◆ **WORK INSTRUCTIONS**: Give the number of lines in the entries below that hold "tree", with no accompanying words.

══ DATA TO USE ══

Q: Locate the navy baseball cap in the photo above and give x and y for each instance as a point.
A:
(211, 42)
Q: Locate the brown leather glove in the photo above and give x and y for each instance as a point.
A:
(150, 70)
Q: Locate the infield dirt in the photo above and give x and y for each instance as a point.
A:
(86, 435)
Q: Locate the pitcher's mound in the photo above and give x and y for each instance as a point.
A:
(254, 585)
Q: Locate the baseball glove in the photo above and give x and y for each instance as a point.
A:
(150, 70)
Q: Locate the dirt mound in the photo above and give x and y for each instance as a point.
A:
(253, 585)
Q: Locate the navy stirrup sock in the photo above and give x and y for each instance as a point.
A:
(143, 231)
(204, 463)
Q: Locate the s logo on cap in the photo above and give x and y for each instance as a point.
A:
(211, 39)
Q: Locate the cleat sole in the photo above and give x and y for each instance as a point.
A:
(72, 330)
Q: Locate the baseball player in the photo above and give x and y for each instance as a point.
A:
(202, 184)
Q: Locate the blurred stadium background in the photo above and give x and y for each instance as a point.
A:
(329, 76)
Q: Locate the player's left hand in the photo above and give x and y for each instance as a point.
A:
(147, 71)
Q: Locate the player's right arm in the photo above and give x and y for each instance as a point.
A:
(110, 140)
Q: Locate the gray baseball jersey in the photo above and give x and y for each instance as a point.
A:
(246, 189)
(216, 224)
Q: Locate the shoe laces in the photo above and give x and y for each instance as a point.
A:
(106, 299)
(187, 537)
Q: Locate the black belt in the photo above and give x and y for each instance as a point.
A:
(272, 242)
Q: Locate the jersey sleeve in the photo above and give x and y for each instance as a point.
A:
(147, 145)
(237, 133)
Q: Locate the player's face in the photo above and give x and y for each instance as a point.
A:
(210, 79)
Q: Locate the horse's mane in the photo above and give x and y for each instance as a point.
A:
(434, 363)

═══
══ DATA TO USE ══

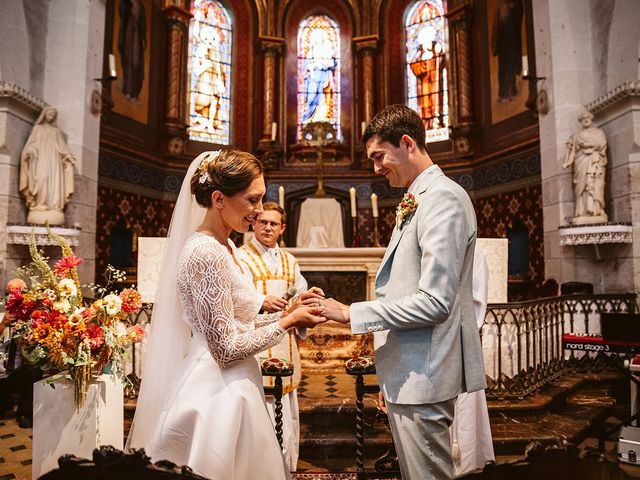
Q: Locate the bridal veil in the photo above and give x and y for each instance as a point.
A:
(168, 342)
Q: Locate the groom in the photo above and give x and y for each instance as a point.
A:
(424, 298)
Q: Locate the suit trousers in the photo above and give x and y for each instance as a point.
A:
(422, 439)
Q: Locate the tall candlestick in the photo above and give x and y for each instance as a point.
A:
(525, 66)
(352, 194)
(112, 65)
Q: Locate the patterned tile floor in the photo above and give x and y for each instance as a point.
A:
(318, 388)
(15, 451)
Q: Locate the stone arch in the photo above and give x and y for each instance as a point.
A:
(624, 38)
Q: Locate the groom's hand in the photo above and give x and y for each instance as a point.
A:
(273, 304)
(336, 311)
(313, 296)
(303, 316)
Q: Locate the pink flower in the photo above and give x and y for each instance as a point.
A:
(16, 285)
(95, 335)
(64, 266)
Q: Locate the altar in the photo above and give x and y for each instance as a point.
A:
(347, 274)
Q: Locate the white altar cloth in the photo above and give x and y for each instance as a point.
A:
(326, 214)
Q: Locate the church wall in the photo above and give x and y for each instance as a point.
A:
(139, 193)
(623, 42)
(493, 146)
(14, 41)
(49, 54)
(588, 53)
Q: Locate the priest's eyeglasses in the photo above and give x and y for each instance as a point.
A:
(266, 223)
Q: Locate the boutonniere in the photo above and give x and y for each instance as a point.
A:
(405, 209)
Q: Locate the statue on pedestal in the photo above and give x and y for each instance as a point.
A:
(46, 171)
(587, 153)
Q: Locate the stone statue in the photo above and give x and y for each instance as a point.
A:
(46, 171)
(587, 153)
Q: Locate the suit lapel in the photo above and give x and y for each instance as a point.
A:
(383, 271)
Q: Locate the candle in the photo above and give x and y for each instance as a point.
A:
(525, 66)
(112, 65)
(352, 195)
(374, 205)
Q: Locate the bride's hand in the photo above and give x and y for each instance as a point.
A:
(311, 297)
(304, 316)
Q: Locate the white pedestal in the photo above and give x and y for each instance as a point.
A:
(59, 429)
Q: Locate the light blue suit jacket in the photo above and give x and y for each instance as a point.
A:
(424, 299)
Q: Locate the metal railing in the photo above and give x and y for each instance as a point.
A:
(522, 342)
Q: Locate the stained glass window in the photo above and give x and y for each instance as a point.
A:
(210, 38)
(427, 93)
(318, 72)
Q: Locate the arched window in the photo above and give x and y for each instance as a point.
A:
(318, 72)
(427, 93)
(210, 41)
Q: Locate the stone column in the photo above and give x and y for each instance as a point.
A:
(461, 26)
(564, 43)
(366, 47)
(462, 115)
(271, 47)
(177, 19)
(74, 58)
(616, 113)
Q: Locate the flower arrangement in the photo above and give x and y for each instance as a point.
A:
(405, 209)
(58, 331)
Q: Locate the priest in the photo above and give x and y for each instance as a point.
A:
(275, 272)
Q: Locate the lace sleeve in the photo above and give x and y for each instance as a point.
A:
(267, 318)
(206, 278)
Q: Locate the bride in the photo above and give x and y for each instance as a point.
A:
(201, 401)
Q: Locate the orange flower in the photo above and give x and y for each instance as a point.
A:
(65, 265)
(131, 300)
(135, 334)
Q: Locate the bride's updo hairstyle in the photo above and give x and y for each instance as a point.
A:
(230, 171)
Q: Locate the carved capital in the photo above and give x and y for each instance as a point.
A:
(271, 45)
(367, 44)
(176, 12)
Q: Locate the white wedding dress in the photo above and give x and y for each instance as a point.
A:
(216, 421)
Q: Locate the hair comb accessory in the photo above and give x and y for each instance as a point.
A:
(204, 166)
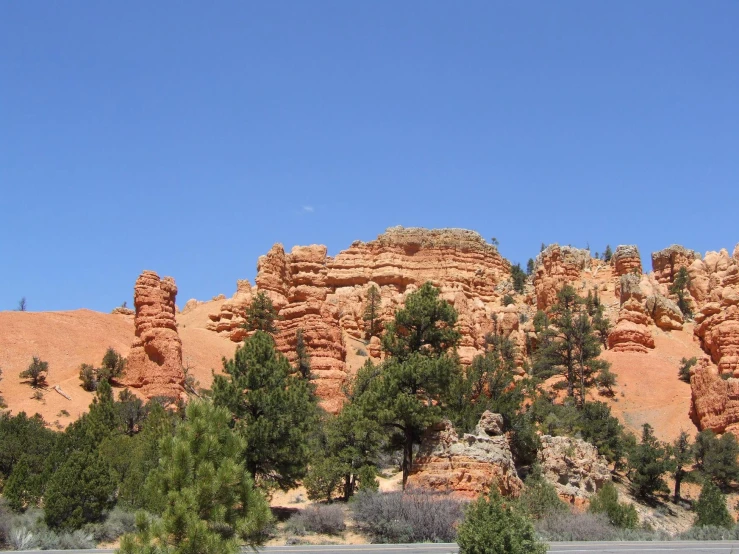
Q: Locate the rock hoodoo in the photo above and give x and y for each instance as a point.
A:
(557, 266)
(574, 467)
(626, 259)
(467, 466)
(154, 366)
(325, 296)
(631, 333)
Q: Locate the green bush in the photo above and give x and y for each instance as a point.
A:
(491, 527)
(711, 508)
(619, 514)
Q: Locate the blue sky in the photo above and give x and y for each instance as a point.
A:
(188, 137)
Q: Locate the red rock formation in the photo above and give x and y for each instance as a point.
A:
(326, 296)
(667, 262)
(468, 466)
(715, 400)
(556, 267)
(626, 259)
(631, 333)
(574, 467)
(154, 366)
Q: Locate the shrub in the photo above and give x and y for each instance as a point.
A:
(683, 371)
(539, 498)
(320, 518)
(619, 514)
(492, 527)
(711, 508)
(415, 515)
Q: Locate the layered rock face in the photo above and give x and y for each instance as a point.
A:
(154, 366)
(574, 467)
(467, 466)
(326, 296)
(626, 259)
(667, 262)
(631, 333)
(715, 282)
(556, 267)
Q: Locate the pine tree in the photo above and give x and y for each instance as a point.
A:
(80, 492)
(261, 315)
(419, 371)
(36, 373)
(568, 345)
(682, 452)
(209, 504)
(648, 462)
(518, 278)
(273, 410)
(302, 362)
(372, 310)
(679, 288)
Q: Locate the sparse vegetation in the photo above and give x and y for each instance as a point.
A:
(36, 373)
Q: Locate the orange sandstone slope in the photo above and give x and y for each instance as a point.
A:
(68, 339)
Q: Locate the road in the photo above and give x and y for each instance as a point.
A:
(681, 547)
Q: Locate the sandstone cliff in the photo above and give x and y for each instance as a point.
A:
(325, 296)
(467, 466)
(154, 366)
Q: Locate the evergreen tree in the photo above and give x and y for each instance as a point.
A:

═══

◆ **TASK ANSWER**: 2